**Texto para leer**
Por Antonio Cruz Coutiño
Desde principios de los
años setenta, cuando
mi padre viajó por primera y quizá única vez a la ciudad de México, recuerdo
entre sus pláticas cómo figuraban en plano de igualdad dos edificios públicos y
dos cantinas renombradas: el Palacio Nacional y la Villa de Guadalupe, El Nivel
y El Tenampa. Estas últimas, según nos decía, eran “otra cosa”: total, diametralmente
diferentes a las pulquerías que existían en el pueblo, por más que aquí y en
esta materia, desde tiempo atrás se reconocía su amplia diversidad en toda la
región.
El Nivel, de acuerdo con sus relatos, estaba muy cerca de
donde despachaba el presidente de la República, el fratricida Luis Echeverría
Alvarez, quien continuaba desarticulando los remanentes del movimiento
estudiantil del 68. A él habían llegado a saludar los del Ayuntamiento de La Concordia
y entre ellos mi padre en su calidad de regidor. El Tenampa estaba muy cerca de
algún lugar en donde se concentraba la mayor cantidad de mariachis del país. Lo
recuerdo por esas pláticas y por algunas fotografías que guardó a su regreso. Ahí
aparecían posando con sendos sombreros charros todos: los regidores, el síndico
y el presidente municipal; frente a sus caballitos de tequila y grandes tarros
de cerveza, al lado de mujeres extrañas: muchachas de caras regordetas y labios
exageradamente pintados.

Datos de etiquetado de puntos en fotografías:
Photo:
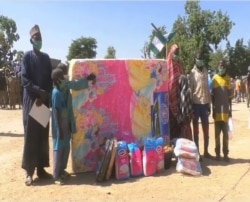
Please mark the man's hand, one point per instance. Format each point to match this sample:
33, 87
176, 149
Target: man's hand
214, 115
39, 102
43, 95
208, 110
92, 78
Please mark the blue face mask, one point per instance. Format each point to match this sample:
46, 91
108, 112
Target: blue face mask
37, 45
199, 63
63, 85
221, 72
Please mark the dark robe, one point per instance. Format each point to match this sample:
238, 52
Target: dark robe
35, 75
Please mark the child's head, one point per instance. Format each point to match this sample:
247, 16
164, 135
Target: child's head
56, 75
63, 67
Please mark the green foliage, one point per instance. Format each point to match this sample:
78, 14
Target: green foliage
198, 31
82, 48
111, 53
238, 58
147, 51
8, 36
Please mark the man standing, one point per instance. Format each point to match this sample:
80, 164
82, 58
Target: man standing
201, 101
222, 94
37, 84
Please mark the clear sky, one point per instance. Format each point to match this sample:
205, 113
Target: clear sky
125, 25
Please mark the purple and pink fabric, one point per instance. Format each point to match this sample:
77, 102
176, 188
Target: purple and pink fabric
118, 105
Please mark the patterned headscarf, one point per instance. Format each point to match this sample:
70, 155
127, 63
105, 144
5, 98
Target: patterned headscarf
174, 72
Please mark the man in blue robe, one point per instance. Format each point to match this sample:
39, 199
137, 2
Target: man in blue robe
36, 81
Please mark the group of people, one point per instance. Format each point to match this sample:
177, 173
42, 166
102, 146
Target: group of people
189, 100
194, 97
42, 85
10, 89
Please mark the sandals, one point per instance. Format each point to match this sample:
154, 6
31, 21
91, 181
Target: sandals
59, 181
28, 181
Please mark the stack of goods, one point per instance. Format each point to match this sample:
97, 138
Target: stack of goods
153, 156
168, 154
187, 157
106, 162
122, 161
128, 159
129, 100
135, 160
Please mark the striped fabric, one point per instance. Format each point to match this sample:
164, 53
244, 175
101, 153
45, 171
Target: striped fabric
174, 72
222, 92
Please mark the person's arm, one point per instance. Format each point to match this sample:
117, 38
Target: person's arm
58, 119
26, 77
27, 83
78, 84
82, 83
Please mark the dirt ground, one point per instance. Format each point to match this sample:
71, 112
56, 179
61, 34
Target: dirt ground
220, 181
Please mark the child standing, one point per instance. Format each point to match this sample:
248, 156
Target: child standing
222, 94
60, 126
63, 123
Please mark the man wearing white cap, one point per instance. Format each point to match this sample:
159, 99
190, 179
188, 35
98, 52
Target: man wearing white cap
36, 81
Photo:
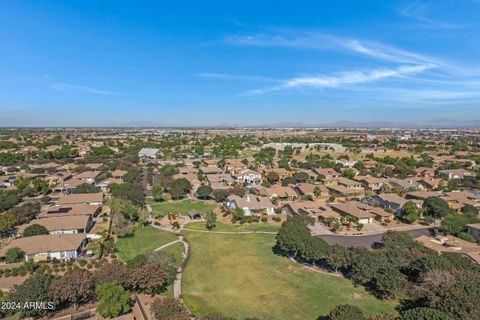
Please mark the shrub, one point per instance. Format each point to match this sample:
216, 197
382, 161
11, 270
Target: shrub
346, 312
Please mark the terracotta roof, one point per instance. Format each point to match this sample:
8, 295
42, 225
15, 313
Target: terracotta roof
68, 210
45, 243
392, 197
81, 198
251, 201
352, 209
59, 223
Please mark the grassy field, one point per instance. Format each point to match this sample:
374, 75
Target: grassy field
260, 226
183, 207
240, 276
176, 250
144, 239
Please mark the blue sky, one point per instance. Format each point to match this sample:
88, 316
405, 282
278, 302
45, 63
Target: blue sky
121, 63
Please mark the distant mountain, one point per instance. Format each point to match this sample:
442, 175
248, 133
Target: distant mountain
432, 124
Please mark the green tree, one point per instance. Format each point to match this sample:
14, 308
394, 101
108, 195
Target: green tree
150, 278
113, 299
157, 192
34, 230
424, 313
21, 183
13, 255
87, 188
272, 177
7, 222
180, 188
293, 235
301, 176
388, 282
167, 308
204, 192
346, 312
211, 219
338, 257
348, 173
40, 186
221, 195
410, 212
436, 207
74, 288
35, 289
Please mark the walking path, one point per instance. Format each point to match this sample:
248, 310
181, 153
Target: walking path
177, 283
316, 269
166, 245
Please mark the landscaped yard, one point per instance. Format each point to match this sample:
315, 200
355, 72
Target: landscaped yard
260, 226
144, 239
240, 276
183, 207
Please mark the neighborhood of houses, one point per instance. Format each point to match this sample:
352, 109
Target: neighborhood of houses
337, 189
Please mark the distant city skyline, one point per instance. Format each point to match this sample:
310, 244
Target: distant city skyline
159, 63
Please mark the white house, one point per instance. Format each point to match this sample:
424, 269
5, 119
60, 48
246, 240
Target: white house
46, 247
249, 177
150, 153
250, 204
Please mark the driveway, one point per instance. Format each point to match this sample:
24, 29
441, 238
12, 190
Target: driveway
367, 241
319, 229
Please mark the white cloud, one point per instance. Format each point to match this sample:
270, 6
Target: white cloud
67, 87
226, 76
416, 11
345, 78
320, 41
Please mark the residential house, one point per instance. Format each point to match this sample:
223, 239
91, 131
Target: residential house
281, 172
457, 174
328, 173
69, 210
251, 204
211, 170
82, 198
350, 209
248, 177
62, 224
349, 184
474, 230
47, 247
87, 176
371, 183
279, 192
234, 166
389, 201
118, 174
346, 163
314, 190
149, 153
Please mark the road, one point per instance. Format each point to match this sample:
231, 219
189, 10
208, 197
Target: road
367, 241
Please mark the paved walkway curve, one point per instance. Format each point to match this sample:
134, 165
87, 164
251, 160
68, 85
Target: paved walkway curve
177, 283
166, 245
230, 232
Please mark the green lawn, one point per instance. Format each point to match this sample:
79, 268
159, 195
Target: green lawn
260, 226
182, 206
144, 239
240, 276
176, 250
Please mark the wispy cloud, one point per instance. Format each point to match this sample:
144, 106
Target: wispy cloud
344, 78
417, 10
68, 87
321, 41
226, 76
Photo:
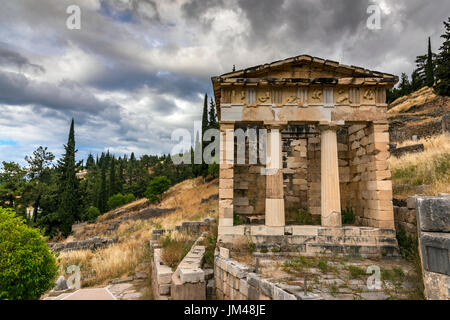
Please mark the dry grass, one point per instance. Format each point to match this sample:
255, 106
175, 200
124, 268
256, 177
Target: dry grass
419, 97
174, 247
431, 167
132, 249
119, 260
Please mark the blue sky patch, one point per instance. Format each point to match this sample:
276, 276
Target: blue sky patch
8, 142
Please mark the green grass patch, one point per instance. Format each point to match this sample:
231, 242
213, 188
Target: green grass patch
356, 272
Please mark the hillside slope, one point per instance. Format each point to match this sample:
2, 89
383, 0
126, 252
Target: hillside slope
420, 113
190, 200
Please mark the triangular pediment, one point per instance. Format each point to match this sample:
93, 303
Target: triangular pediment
304, 66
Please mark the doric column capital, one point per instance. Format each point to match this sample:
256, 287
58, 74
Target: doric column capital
280, 125
226, 125
330, 125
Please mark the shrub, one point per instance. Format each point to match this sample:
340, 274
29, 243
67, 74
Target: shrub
356, 272
156, 188
173, 251
91, 214
27, 267
119, 200
213, 170
348, 217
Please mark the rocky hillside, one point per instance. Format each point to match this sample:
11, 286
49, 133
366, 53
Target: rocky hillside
421, 114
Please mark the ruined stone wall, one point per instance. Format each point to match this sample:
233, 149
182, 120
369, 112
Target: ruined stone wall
301, 174
235, 281
433, 222
405, 216
370, 175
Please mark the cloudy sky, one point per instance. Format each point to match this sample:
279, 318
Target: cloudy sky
138, 69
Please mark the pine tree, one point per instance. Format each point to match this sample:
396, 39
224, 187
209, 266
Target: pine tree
112, 178
102, 197
404, 86
68, 209
90, 161
197, 163
120, 179
213, 124
131, 168
443, 63
205, 123
429, 68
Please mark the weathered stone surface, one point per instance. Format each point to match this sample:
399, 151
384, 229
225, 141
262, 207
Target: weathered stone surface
435, 248
141, 275
375, 296
121, 280
433, 214
61, 284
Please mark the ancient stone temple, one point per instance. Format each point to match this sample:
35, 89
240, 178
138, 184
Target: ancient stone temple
305, 135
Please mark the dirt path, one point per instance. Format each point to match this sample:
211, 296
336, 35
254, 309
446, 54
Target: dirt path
86, 294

**Ejercicio escrito 1**
En el texto sobre las cantinas El Nivel y El Tenampa, ¿cerca de qué lugar estaba El Tenampa?
**Ejercicio escrito 2**
Indica cuántas líneas del listado contienen la palabra "pink", sin agregar nada más que el número.

**Respuesta final 1**
Cerca de algún lugar donde se concentraba la mayor cantidad de mariachis del país.

**Respuesta final 2**
2